──────── Data for processing ────────
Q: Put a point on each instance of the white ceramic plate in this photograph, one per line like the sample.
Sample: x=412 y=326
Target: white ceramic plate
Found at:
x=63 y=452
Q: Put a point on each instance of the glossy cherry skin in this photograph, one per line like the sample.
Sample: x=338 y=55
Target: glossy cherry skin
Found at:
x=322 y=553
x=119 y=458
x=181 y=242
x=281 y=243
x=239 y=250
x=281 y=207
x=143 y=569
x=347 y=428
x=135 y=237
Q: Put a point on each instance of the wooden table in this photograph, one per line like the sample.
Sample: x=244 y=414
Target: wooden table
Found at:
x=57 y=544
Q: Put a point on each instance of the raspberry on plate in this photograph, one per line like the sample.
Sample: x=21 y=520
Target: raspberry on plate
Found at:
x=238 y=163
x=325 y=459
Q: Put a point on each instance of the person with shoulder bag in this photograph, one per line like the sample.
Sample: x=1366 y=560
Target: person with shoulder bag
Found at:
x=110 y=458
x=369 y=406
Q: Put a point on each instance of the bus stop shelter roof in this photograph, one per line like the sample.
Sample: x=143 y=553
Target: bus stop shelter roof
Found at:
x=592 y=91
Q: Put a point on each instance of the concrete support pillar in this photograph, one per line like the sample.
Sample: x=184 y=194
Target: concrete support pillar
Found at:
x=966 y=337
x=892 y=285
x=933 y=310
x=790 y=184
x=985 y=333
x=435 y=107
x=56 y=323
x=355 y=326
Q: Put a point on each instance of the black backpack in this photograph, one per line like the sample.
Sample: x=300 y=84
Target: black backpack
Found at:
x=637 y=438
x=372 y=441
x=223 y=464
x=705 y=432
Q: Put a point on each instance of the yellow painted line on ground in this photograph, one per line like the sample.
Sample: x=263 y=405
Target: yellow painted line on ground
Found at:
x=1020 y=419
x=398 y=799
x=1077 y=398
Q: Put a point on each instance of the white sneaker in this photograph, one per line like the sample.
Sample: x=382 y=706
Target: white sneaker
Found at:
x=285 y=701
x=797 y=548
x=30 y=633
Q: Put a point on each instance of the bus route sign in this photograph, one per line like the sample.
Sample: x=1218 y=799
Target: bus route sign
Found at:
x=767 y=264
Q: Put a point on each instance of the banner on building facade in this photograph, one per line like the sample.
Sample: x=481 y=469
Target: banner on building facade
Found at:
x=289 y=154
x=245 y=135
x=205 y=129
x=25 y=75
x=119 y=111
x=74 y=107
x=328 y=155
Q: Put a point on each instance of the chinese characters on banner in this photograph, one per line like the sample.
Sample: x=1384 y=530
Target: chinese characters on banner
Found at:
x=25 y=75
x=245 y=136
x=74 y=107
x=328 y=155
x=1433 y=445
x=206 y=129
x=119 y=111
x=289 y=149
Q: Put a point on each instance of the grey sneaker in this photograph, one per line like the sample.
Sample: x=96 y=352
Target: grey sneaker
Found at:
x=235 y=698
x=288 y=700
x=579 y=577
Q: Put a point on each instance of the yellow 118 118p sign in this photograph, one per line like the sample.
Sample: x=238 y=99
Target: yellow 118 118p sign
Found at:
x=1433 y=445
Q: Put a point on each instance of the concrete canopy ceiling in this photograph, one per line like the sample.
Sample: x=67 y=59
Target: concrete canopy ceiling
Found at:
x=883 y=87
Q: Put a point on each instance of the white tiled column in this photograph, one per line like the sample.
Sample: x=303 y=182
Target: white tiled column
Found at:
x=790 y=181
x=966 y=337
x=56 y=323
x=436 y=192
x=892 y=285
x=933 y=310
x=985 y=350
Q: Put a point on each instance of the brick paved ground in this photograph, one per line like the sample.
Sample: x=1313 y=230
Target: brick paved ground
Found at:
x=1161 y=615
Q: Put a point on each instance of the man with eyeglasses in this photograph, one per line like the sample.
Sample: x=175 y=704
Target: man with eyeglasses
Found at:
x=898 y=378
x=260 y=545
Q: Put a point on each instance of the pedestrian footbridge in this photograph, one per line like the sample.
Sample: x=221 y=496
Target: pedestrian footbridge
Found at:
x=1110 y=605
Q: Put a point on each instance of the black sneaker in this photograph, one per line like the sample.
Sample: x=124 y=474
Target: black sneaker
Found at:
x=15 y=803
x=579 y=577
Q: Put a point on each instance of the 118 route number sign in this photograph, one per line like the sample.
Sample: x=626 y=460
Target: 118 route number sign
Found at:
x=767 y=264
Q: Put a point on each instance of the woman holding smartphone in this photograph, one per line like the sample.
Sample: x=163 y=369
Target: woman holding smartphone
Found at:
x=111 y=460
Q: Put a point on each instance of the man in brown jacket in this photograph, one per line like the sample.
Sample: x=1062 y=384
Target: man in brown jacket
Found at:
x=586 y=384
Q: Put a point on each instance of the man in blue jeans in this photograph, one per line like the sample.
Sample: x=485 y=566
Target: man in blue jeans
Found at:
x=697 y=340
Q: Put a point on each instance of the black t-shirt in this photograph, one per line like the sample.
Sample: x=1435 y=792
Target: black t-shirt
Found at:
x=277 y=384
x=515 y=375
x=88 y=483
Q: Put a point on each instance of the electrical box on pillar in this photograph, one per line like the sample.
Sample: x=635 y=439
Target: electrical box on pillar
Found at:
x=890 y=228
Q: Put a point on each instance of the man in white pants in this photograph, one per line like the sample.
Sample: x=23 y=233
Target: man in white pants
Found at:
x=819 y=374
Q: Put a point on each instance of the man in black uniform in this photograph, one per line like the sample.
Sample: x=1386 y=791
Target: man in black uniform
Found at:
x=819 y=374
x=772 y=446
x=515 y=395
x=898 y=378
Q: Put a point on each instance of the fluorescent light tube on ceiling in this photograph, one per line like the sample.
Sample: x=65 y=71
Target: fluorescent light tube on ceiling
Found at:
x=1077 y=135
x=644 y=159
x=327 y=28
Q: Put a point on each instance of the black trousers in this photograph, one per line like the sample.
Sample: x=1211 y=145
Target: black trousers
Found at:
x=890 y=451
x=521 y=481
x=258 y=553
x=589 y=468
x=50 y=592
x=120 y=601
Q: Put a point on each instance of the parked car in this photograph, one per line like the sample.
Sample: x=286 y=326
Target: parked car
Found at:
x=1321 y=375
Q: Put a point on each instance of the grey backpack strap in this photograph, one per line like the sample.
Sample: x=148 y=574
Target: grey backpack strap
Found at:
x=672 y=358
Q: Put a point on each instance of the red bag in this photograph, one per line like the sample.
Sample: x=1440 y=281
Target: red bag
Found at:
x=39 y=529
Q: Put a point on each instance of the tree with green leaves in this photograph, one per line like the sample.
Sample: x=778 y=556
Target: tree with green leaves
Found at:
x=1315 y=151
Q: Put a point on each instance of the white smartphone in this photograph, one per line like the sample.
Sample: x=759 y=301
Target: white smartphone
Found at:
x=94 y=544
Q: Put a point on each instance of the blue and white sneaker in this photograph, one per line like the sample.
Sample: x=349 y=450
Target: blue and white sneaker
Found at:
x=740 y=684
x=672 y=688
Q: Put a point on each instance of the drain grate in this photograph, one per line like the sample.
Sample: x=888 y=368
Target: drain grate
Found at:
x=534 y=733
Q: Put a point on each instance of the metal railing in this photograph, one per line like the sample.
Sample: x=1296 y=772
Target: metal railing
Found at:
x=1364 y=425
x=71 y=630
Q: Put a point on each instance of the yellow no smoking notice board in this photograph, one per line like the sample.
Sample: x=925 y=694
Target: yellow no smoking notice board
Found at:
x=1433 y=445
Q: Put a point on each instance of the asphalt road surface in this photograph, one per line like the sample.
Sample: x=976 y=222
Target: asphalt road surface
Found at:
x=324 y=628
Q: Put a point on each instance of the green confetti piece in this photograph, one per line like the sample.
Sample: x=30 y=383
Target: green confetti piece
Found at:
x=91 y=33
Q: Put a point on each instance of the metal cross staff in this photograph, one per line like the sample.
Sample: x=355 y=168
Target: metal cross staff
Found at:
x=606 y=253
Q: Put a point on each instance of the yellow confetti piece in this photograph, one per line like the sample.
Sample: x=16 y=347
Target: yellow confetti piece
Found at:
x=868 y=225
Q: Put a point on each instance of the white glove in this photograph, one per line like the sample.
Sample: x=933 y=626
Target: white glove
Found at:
────────
# [The task]
Set out exactly the lines from the one bearing "Q: Put a point on each instance of the asphalt" through the end of the data, including both ends and omitting all others.

# [Answer area]
Q: Put a point on each instance of the asphalt road surface in this photograph, one per line like the sample.
Sample: x=976 y=222
Target: asphalt road surface
Found at:
x=324 y=628
Q: Put a point on each instance of the green confetti piece in this photograph, one per line like the sample.
Sample: x=30 y=383
Target: green confetti piece
Found at:
x=91 y=33
Q: Put a point on each instance of the metal cross staff in this photograph, one per line like the sample.
Sample: x=355 y=168
Target: metal cross staff
Found at:
x=606 y=253
Q: Put a point on each instance of the yellow confetti piece in this photograph, one per line like the sample.
Sample: x=16 y=347
Target: yellow confetti piece
Found at:
x=868 y=225
Q: Put a point on each instance of the white glove in this photograph, one per line like the sample.
Sample: x=933 y=626
Target: white glove
Found at:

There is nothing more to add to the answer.